_SOURCE_
-.-.-

Incremental Learning: Random Forest Processing Huge Data

Table of contents

1. Ordinary learning vs incremental learning

2. Application of incremental learning on Kaggle data

As an early open source machine learning algorithm library, sklearn does not open the interface for accessing GPU for computing. That is, all algorithms in sklearn do not support access to more computing resources. Therefore, when we want to use random forests to operate on huge amounts of data, we are likely to encounter a shortage of computing resources. Fortunately, we have two ways to solve this problem:

$\bullet$ Use other machine learning algorithm libraries that can be connected to the GPU to implement random forests, such as xgboost.

$\bullet$ Continue training with sklearn, but using incremental learning.

Incremental learning is a very common method in machine learning and is prevalent in both supervised and unsupervised learning. Incremental learning allows the algorithm to continuously access new data to expand the current model, that is, it allows huge amounts of data to be divided into several subsets and input into the model for training.

1. Ordinary learning vs incremental learning

1.1 General learning

Generally speaking, when a model is trained once, if new data is used to train the model, the model trained on the original data will be replaced. For example, two data sets are imported, one is the California housing price data set, and the other is the Kaggle housing price data set.

-.-.-

_MATERIAL PROVIDED_

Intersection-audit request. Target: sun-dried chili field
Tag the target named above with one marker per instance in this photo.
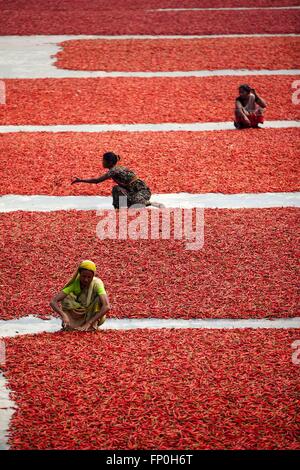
(153, 388)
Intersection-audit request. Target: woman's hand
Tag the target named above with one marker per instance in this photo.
(76, 180)
(86, 327)
(66, 321)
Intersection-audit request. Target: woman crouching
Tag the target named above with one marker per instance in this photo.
(129, 187)
(84, 302)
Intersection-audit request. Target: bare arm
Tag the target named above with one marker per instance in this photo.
(92, 180)
(56, 307)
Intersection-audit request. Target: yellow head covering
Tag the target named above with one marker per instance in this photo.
(86, 264)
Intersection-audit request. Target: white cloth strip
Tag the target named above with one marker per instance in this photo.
(157, 127)
(58, 38)
(36, 203)
(228, 8)
(33, 325)
(29, 72)
(34, 58)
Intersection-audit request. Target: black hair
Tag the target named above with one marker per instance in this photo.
(245, 87)
(111, 158)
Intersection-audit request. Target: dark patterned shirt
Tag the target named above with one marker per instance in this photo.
(121, 175)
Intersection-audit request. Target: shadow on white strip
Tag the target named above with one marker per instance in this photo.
(33, 325)
(161, 127)
(12, 203)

-.-.-

_EXERCISE TASK_
Extract, word for word, the part of the incremental learning article between "2. Application of" and "using incremental learning.", inclusive. The items stand on their own, apart from the incremental learning article.

_PROBLEM SOLUTION_
2. Application of incremental learning on Kaggle data

As an early open source machine learning algorithm library, sklearn does not open the interface for accessing GPU for computing. That is, all algorithms in sklearn do not support access to more computing resources. Therefore, when we want to use random forests to operate on huge amounts of data, we are likely to encounter a shortage of computing resources. Fortunately, we have two ways to solve this problem:

$\bullet$ Use other machine learning algorithm libraries that can be connected to the GPU to implement random forests, such as xgboost.

$\bullet$ Continue training with sklearn, but using incremental learning.